**SUPPLIED DATA**.
· · · · ·
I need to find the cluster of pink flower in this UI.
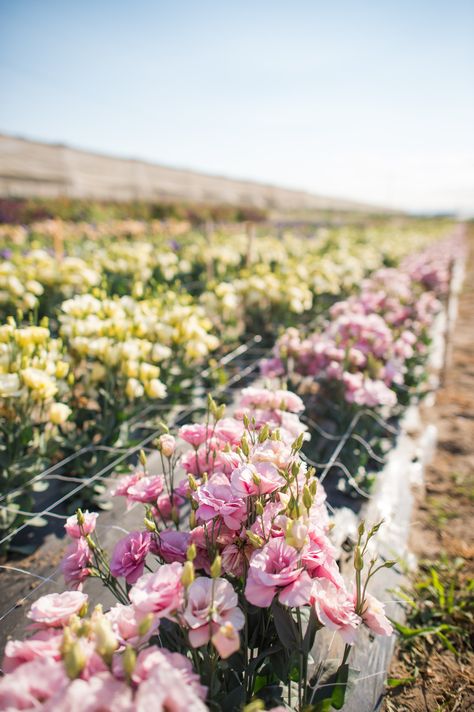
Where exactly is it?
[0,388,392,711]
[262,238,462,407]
· · · · ·
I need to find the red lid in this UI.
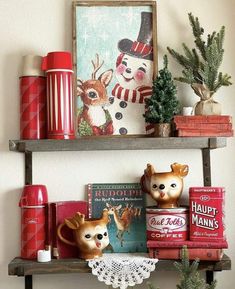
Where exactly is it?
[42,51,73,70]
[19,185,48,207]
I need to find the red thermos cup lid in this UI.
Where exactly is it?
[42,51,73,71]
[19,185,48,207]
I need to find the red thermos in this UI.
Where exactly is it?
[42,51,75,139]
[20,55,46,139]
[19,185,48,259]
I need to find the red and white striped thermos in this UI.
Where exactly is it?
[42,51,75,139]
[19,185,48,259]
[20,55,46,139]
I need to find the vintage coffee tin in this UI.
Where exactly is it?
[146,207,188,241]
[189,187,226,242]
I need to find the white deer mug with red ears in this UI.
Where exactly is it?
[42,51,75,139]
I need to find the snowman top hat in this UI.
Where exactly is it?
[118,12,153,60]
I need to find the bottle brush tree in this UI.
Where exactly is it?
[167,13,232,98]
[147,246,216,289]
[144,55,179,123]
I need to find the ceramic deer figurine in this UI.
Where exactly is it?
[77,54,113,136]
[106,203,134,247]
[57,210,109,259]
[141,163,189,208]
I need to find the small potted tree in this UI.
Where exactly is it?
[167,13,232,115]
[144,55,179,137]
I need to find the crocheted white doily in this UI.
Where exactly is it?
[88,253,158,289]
· · · · ·
**TASK**.
Rewrite the items above as a numbered list, starting with the line containing "I need to find the white" and continuing through the line containing "[88,253,158,289]", with blank lines left out.

**REPLY**.
1. I need to find the white deer mug with red ears in this UI.
2. Where exactly is it?
3. [42,51,75,139]
4. I need to find the snowman top hat in this UI.
5. Where exactly is it?
6. [118,12,153,60]
7. I need to find the bottle brush tree in this UI.
8. Where exactly is it?
9. [167,13,232,98]
10. [147,246,216,289]
11. [144,55,179,123]
12. I need to find the ceramic deer figurine in this UI.
13. Where exactly is it?
14. [77,54,113,136]
15. [106,203,134,247]
16. [57,210,109,259]
17. [141,163,189,208]
18. I need to find the small potted tree in this UI.
19. Where exactly is it?
20. [167,13,232,115]
21. [144,55,179,137]
22. I need to find the crocheted white doily in this UI.
23. Where exactly is it?
24. [88,253,158,289]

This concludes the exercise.